#### [RECORDS SHOWN]
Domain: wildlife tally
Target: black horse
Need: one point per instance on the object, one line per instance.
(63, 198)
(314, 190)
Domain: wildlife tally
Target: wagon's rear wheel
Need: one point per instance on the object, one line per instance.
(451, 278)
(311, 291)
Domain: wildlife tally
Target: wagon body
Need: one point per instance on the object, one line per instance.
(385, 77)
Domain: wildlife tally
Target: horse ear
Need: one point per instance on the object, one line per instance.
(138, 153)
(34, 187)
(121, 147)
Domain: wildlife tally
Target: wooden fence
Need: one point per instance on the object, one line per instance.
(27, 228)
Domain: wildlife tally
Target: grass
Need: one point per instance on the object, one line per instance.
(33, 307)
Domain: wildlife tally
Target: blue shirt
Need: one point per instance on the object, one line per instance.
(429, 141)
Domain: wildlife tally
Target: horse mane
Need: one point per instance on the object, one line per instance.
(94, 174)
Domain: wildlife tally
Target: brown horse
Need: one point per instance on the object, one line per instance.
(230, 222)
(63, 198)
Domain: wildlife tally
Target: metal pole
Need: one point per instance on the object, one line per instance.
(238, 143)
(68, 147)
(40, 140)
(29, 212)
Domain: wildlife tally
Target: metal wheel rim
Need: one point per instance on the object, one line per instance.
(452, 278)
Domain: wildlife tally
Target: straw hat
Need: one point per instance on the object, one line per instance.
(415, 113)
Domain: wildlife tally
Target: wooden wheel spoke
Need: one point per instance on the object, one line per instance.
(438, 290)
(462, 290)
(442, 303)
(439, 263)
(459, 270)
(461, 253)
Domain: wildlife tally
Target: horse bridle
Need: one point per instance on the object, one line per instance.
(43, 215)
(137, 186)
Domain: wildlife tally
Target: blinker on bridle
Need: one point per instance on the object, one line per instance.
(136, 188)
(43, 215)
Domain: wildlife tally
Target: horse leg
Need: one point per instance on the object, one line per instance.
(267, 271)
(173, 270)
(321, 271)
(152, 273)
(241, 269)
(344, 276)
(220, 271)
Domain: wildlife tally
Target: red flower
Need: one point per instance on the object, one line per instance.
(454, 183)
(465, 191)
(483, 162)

#### [ACTIVITY]
Output the full listing without altering anything.

#### [ANSWER SPACE]
Domain: wildlife tally
Target: black horse
Need: one point per instance on the object, one line per instance.
(63, 198)
(314, 190)
Domain: wildlife tally
Target: wagon's rear wheel
Need: one point per instance on the object, one line per instance.
(451, 278)
(311, 291)
Domain: wildlife tally
Target: wagon body
Need: one point per instance on the object, one line per instance.
(385, 77)
Domain: wildlife tally
Target: horse ear
Need: one point per instance on the object, one line per instance.
(138, 153)
(34, 187)
(121, 147)
Domain: wildlife tally
Target: wooden fence
Need: one point per instance on the object, one line per instance.
(27, 228)
Domain: wildlife tally
Target: grass
Need: one point per instance on the object, one line per instance.
(33, 307)
Domain: wildlife tally
Target: blue shirt
Need: one point per instance on the object, one line per instance.
(429, 141)
Domain: wildlife tally
Target: horse mane
Need: one point per instance on the object, one line per instance.
(94, 174)
Domain: wildlife tally
Target: brown horse
Need: one point per instance on the object, one line per instance.
(230, 222)
(63, 198)
Domain: wildlife tally
Target: metal pole
Need: one point per instance on the object, one line per instance.
(238, 143)
(68, 147)
(40, 140)
(29, 212)
Domain: wildlife tally
Target: metal wheel rim
Need: one point per instance on the object, one line per instance.
(452, 278)
Domain: wildlife tally
Target: straw hat
Need: one point per instance on the object, one line per instance.
(415, 113)
Domain: wildlife tally
Target: wooden wheel spoke
Need: one point per instance on the object, one line per instance.
(438, 290)
(462, 290)
(442, 303)
(439, 263)
(459, 270)
(461, 253)
Domain: wildlife tally
Target: horse bridle
Need: one point per instance on the object, one line per instance.
(43, 215)
(137, 186)
Domain: wildlife tally
Target: blinker on bridle
Need: one point per instance on the object, one line per instance.
(136, 188)
(43, 215)
Domain: wildlife tally
Target: horse leg
Need: one point per instance on the object, one line per instance.
(267, 271)
(173, 270)
(321, 271)
(152, 273)
(241, 269)
(344, 276)
(220, 271)
Domain: wildlife tally
Target: red flower
Need: one point per instance on the object, one line per instance.
(454, 183)
(465, 191)
(483, 162)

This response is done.